> **INSTRUCTION**:
Reproduce each of the following records line for line, with no changes.

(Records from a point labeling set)

## start

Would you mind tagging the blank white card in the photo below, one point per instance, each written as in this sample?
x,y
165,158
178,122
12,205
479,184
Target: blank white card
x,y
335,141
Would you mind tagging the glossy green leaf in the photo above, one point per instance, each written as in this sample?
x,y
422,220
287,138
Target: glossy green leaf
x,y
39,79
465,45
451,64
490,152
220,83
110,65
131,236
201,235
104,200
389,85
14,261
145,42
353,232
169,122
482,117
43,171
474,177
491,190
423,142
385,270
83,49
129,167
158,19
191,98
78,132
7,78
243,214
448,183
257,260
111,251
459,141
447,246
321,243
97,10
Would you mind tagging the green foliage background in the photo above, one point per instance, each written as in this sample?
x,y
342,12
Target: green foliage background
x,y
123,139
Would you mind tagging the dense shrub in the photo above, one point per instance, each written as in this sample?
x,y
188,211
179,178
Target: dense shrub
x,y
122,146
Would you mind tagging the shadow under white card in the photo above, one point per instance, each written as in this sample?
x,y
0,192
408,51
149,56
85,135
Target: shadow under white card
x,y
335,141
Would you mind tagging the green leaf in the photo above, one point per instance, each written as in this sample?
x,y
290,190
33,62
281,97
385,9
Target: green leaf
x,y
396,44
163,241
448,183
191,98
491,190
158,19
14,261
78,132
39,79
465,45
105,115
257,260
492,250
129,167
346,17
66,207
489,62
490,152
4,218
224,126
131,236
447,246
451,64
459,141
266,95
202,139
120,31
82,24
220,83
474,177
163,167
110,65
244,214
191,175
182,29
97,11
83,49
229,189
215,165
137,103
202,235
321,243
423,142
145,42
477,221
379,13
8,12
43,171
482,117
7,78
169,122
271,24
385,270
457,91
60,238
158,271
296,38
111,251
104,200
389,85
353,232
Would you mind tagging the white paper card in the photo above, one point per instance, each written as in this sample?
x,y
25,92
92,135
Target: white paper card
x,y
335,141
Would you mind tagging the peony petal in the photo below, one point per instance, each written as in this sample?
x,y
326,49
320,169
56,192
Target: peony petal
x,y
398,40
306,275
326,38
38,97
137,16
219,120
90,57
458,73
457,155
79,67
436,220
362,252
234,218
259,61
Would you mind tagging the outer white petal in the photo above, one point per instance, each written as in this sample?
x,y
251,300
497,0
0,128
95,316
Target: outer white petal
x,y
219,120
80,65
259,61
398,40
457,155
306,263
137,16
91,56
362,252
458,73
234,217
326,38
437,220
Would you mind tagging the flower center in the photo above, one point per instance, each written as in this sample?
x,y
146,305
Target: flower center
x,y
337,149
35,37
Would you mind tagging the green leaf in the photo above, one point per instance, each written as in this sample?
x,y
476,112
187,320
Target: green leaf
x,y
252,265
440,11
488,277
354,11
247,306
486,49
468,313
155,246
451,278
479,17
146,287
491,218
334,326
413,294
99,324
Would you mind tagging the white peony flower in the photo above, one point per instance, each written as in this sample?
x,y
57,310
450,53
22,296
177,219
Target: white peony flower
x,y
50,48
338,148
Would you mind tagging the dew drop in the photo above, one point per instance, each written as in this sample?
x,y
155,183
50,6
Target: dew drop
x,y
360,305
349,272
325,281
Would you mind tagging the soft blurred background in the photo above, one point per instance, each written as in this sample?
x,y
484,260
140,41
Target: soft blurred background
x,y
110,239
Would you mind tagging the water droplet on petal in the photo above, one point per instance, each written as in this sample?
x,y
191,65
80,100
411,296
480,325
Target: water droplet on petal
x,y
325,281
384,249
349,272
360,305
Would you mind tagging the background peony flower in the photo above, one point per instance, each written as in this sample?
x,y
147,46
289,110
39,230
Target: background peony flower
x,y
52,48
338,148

## end

> **WORKED ANSWER**:
Would you mind tagging the blank white card in the photo below, one point per instance, each written as in this sample?
x,y
165,158
178,122
12,205
479,184
Target: blank white card
x,y
335,141
Would you mind tagging the glossy green leaf in the photo above, one point per instance, each written as in this sample?
x,y
422,220
287,138
Target: glossy green leaf
x,y
39,79
465,45
451,64
490,152
220,83
110,65
131,236
201,235
104,200
389,85
14,261
145,42
353,232
169,122
482,117
43,171
474,177
491,190
423,142
385,270
83,49
129,167
158,19
191,98
78,132
7,78
243,214
448,183
257,260
111,251
459,141
447,246
321,243
97,10
Would you mind tagging the green foliage background in the photo above, one point per instance, each written as in this sample?
x,y
342,12
Target: green foliage background
x,y
123,139
Would you mind tagging the dense shrub in the photo above, one point per instance, each written as in this sample?
x,y
188,211
179,178
Target: dense shrub
x,y
122,146
Would you mind tagging the shadow under white card in the photo above, one point per instance, each written as in this sample?
x,y
0,192
408,51
149,56
85,135
Target: shadow under white card
x,y
335,141
Would you mind tagging the green leaf in the photo above, one point per instance, each written as in this sample?
x,y
290,190
33,62
281,97
385,9
Target: green leaf
x,y
396,44
163,241
448,183
191,98
491,190
158,19
14,261
78,132
39,79
465,45
105,115
257,260
492,250
129,167
346,17
66,207
489,62
490,152
4,218
224,126
131,236
447,246
451,64
459,141
266,95
202,139
120,31
82,24
220,83
474,177
163,167
110,65
244,214
191,175
182,29
97,11
83,49
229,189
215,165
137,103
202,235
321,243
423,142
145,42
477,221
379,13
8,12
43,171
482,117
7,78
169,122
271,24
385,270
457,91
60,238
158,271
296,38
111,251
104,200
389,85
353,232
Would you mind tagging the white paper card in the photo above, one point per instance, each written as in this sample?
x,y
25,92
92,135
Target: white paper card
x,y
335,141
Would you mind tagging the peony petal in the photo below, one point per instance, each written as in this sample?
x,y
326,49
320,169
56,192
Target: peony petal
x,y
398,40
306,275
326,38
38,97
137,16
219,120
90,57
458,73
457,155
79,67
436,220
362,252
234,218
259,61
Would you mind tagging the outer white petal in the photo above, one point per instance, each written as in this sample?
x,y
251,300
497,0
0,128
95,316
Target: outer white petal
x,y
219,120
80,65
259,61
398,40
457,155
306,263
137,16
91,56
362,252
458,73
234,217
326,38
437,220
Would you mind tagging the flower center in the photo above, one point per instance, each written as in this sample?
x,y
146,305
Target: flower center
x,y
337,149
35,37
Would you mind tagging the green leaf in the photo above, one point per instance, each written as in this sample?
x,y
476,112
187,320
Target: green leaf
x,y
252,265
440,11
488,277
354,11
247,306
486,49
468,313
155,246
451,278
479,17
146,287
491,218
334,326
413,294
99,324
Would you mind tagging the white peony flower in the photo above, one point per instance, each written as in this sample?
x,y
57,310
450,53
22,296
177,219
Target: white peony flower
x,y
50,48
338,148
Would you mind tagging the dew drop in the photo above, one point per instance, each written as in this sample?
x,y
155,183
50,6
Target: dew drop
x,y
360,305
349,272
325,281
Would you mind tagging the soft blurred background in the photo above, one point per instance, each written as in this sample?
x,y
484,260
140,41
Target: soft blurred background
x,y
110,239
Would you mind tagging the water droplet on petal in the photo above, one point per instance, each written as in this sample?
x,y
191,65
80,100
411,296
480,325
Target: water droplet on petal
x,y
325,281
384,249
349,272
360,305
Would you mind tagging the background peony flower in the photo above, one point per instance, each written as in this sample?
x,y
147,46
289,110
39,230
Target: background peony flower
x,y
52,48
338,148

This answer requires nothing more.